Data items
----

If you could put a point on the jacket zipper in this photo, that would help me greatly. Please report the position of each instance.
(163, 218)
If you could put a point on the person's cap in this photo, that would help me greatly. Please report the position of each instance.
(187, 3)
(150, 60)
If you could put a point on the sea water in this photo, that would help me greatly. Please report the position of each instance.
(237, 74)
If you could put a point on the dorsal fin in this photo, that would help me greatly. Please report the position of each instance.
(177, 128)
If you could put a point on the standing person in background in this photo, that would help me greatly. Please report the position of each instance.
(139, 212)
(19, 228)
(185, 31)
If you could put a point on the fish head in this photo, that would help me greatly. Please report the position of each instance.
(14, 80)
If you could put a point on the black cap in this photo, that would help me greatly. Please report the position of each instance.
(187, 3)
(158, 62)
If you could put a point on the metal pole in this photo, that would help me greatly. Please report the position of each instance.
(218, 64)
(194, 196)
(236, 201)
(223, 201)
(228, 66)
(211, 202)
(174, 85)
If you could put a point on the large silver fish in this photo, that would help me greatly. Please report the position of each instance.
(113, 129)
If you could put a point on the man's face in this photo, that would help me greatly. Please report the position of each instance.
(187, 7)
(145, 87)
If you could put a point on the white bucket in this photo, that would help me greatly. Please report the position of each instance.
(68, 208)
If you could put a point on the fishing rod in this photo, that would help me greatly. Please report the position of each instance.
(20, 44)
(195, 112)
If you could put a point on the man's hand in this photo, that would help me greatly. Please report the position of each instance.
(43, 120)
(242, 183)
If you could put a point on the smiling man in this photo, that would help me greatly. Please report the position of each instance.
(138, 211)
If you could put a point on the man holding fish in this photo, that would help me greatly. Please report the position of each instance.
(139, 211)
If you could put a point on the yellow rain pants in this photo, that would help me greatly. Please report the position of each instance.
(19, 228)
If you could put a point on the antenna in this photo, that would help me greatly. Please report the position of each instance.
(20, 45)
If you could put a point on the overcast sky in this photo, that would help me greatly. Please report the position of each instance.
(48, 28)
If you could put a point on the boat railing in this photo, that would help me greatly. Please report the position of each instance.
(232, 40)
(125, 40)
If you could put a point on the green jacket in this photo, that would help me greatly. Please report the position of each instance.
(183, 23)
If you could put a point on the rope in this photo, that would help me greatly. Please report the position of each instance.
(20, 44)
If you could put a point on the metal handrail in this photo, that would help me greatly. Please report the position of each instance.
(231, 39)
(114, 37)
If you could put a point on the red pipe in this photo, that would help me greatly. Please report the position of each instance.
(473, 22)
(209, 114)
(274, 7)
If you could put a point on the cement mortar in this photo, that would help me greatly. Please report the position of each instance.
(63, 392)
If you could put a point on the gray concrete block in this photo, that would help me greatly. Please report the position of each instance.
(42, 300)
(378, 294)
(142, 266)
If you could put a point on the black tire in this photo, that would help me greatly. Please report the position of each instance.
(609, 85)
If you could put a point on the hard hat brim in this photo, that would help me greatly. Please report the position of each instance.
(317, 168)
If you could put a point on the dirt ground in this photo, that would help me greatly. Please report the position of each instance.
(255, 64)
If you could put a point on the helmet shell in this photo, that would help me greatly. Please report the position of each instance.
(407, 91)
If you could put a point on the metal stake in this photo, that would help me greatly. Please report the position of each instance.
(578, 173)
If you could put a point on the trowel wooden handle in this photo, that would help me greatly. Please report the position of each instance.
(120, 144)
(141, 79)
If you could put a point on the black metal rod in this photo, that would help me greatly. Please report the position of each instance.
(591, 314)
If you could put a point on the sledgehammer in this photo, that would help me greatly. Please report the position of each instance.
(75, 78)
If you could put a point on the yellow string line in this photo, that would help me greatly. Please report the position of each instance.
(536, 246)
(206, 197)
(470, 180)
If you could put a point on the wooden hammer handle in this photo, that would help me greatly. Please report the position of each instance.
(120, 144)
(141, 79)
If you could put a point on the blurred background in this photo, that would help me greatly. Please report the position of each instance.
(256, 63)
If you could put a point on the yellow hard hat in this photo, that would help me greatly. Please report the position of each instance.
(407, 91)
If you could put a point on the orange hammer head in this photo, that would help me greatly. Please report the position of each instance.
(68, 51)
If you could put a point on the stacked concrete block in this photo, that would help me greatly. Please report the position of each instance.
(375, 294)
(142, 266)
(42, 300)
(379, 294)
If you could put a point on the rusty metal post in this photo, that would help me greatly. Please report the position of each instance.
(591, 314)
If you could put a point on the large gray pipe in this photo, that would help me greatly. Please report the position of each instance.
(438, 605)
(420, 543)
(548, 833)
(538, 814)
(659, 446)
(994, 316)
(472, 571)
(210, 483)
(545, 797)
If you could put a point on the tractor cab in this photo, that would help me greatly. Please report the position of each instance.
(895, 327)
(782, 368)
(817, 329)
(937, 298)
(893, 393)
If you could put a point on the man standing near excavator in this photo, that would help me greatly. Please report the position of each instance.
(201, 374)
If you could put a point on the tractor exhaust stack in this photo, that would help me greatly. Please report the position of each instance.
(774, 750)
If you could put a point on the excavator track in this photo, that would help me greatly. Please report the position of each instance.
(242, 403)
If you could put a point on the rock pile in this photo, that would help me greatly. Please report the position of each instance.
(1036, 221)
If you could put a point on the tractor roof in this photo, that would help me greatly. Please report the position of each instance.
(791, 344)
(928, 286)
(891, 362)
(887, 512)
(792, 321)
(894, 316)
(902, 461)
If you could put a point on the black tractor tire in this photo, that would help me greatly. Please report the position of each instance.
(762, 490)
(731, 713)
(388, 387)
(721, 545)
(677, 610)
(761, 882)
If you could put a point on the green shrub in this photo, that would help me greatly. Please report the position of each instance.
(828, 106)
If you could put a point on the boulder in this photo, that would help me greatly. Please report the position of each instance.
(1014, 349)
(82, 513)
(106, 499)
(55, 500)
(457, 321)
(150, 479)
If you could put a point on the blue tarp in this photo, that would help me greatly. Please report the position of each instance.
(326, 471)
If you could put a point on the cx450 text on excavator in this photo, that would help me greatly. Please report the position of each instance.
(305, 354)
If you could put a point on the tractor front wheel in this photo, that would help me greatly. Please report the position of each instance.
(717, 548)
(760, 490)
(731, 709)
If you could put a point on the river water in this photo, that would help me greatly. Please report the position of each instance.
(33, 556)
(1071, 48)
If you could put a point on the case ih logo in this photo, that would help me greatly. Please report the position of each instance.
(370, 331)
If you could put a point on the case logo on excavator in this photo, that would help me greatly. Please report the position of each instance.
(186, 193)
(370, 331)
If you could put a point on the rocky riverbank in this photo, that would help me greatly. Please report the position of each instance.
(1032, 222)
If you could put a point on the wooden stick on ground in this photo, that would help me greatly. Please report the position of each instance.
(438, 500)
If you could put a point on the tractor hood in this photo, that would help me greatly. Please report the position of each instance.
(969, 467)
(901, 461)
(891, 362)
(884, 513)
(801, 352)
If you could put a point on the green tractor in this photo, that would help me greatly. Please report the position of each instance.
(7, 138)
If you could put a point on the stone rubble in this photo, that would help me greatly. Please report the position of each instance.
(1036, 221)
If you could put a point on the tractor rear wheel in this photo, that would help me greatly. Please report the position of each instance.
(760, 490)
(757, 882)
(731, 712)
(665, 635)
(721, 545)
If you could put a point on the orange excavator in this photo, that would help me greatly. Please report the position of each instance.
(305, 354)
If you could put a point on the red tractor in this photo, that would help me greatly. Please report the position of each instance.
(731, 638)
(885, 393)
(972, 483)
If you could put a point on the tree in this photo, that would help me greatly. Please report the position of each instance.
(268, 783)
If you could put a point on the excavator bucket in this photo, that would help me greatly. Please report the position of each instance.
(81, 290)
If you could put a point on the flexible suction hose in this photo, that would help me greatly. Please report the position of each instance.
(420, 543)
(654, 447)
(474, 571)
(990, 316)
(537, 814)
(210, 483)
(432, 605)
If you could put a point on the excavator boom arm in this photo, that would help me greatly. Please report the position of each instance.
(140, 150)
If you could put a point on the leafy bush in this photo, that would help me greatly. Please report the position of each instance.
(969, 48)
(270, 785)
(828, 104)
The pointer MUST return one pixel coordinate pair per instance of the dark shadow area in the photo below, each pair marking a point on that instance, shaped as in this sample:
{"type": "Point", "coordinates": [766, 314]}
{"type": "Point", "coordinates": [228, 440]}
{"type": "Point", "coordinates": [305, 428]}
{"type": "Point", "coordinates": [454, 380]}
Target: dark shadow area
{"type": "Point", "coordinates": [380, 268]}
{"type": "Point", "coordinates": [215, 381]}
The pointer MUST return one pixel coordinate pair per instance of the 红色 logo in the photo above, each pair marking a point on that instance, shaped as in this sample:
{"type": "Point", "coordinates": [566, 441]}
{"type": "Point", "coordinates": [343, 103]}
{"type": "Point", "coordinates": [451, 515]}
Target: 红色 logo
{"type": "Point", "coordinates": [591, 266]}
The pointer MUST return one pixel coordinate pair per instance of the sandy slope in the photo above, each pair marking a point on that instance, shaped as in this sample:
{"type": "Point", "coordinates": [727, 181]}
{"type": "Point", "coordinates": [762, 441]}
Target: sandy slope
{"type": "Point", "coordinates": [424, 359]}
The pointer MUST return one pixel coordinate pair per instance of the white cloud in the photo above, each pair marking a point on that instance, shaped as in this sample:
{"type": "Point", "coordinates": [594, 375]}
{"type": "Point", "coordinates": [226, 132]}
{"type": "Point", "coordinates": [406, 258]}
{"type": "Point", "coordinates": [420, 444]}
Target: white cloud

----

- _Description of the task_
Exactly and only the lines from the line containing "of the sandy" through the last line of the entries should be copied, both ends included.

- _Output below_
The pointer MUST return one pixel coordinate pair per instance of the sandy slope in the photo above, each pair marking a point on that instance, shaped as in this sample:
{"type": "Point", "coordinates": [727, 181]}
{"type": "Point", "coordinates": [762, 441]}
Target: sandy slope
{"type": "Point", "coordinates": [424, 359]}
The pointer MUST return one pixel coordinate pair per instance of the white cloud in the photo above, each pair marking a point on that instance, shaped as in this sample:
{"type": "Point", "coordinates": [594, 375]}
{"type": "Point", "coordinates": [226, 132]}
{"type": "Point", "coordinates": [406, 258]}
{"type": "Point", "coordinates": [420, 444]}
Target: white cloud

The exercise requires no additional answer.